** start of EXERCISE DATA **

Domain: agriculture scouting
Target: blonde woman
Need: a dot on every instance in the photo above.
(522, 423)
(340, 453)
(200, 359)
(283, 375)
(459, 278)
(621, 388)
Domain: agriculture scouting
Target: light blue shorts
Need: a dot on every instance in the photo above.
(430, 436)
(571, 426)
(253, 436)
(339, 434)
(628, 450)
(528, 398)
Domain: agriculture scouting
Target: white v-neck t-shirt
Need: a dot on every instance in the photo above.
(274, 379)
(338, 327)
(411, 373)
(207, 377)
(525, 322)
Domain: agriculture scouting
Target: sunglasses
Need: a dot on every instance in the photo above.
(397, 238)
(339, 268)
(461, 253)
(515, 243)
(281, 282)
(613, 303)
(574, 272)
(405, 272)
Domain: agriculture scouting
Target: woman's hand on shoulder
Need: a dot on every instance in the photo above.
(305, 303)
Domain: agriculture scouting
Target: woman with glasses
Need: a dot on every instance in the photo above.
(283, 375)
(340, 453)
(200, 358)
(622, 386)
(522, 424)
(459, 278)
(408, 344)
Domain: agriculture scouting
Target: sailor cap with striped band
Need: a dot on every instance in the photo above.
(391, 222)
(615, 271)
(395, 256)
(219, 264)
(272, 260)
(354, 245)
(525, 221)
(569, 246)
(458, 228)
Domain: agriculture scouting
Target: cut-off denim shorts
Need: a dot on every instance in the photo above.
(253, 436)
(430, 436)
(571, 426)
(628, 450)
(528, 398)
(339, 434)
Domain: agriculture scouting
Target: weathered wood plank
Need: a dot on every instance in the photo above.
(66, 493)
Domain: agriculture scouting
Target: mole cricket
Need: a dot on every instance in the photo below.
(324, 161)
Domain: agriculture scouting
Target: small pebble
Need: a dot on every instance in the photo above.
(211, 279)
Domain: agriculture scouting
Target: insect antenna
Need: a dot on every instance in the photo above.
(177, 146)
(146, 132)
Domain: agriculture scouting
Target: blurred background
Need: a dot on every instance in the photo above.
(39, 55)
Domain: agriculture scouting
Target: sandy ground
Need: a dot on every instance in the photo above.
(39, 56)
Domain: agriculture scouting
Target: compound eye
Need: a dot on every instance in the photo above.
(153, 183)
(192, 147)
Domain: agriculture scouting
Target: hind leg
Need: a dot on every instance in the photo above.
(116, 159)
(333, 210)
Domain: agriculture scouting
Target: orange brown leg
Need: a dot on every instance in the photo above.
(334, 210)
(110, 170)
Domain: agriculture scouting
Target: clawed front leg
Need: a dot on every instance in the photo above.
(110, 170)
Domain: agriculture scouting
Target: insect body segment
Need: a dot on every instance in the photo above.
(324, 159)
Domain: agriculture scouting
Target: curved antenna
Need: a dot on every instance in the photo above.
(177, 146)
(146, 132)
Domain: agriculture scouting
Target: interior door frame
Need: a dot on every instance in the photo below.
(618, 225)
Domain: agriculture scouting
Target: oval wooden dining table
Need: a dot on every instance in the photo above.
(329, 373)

** end of EXERCISE DATA **

*TASK REQUIREMENTS*: Return all the data exactly as given.

*EXERCISE ANSWER*:
Domain: agriculture scouting
Target: blonde woman
Need: a dot on every instance in the photo above.
(522, 423)
(340, 453)
(200, 359)
(283, 375)
(459, 278)
(621, 388)
Domain: agriculture scouting
Target: light blue shorts
Need: a dot on every instance in the photo above.
(430, 436)
(571, 426)
(253, 436)
(339, 434)
(628, 450)
(528, 398)
Domain: agriculture scouting
Target: white v-neck t-shirt
Need: a dot on every instance in the photo above.
(274, 379)
(338, 327)
(411, 373)
(207, 377)
(525, 322)
Domain: agriculture scouting
Target: sunglasses
Need: a dot on every instance in the photo above.
(397, 238)
(339, 268)
(461, 253)
(515, 243)
(281, 282)
(613, 303)
(574, 272)
(405, 272)
Domain: agriculture scouting
Target: woman's hand on shoulder
Need: a dot on every instance in the photo above.
(305, 303)
Domain: agriculture scouting
Target: woman with glasses
Need: a dot on every instance in the photo above.
(283, 375)
(340, 453)
(200, 358)
(622, 386)
(522, 424)
(459, 278)
(408, 344)
Domain: agriculture scouting
Target: sailor cap with striped band
Need: a dot on every instance in the photo above.
(391, 222)
(615, 271)
(395, 256)
(219, 264)
(272, 260)
(354, 245)
(525, 221)
(569, 246)
(458, 228)
Domain: agriculture scouting
Target: cut-off denim shorts
Need: a dot on every instance in the photo above.
(253, 436)
(430, 436)
(571, 426)
(628, 450)
(528, 398)
(339, 434)
Domain: agriculture scouting
Target: weathered wood plank
Need: a dot on every instance in the photo above.
(66, 493)
Domain: agriculture scouting
Target: mole cricket
Need: a dot on every instance in the photo below.
(324, 161)
Domain: agriculture scouting
Target: small pebble
Need: a dot on every instance in the photo above.
(211, 279)
Domain: agriculture scouting
Target: insect antenna
Need: a dot on every instance in the photo above.
(177, 146)
(146, 132)
Domain: agriculture scouting
Target: blurred background
Need: a dot on every instance in the photo above.
(39, 55)
Domain: agriculture scouting
Target: sandy ground
Need: a dot on every instance in the photo above.
(39, 56)
Domain: agriculture scouting
Target: compound eye
Need: a dot on every instance in the photo above.
(153, 183)
(192, 147)
Domain: agriculture scouting
Target: hind leg
Need: a dot on every instance in the photo above.
(116, 159)
(333, 210)
Domain: agriculture scouting
Target: orange brown leg
Need: a dot on every instance in the photo above.
(334, 210)
(110, 170)
Domain: agriculture scouting
Target: clawed front leg
Need: a dot on every instance in the photo above.
(110, 170)
Domain: agriculture scouting
Target: insect body segment
Need: a dot on every instance in the photo above.
(324, 159)
Domain: agriculture scouting
Target: curved antenna
Need: a dot on every instance in the photo above.
(177, 146)
(146, 132)
Domain: agriculture scouting
Target: interior door frame
Need: a dot on every instance in the photo below.
(618, 225)
Domain: agriculture scouting
Target: oval wooden dining table
Need: a dot on every instance in the photo above.
(329, 373)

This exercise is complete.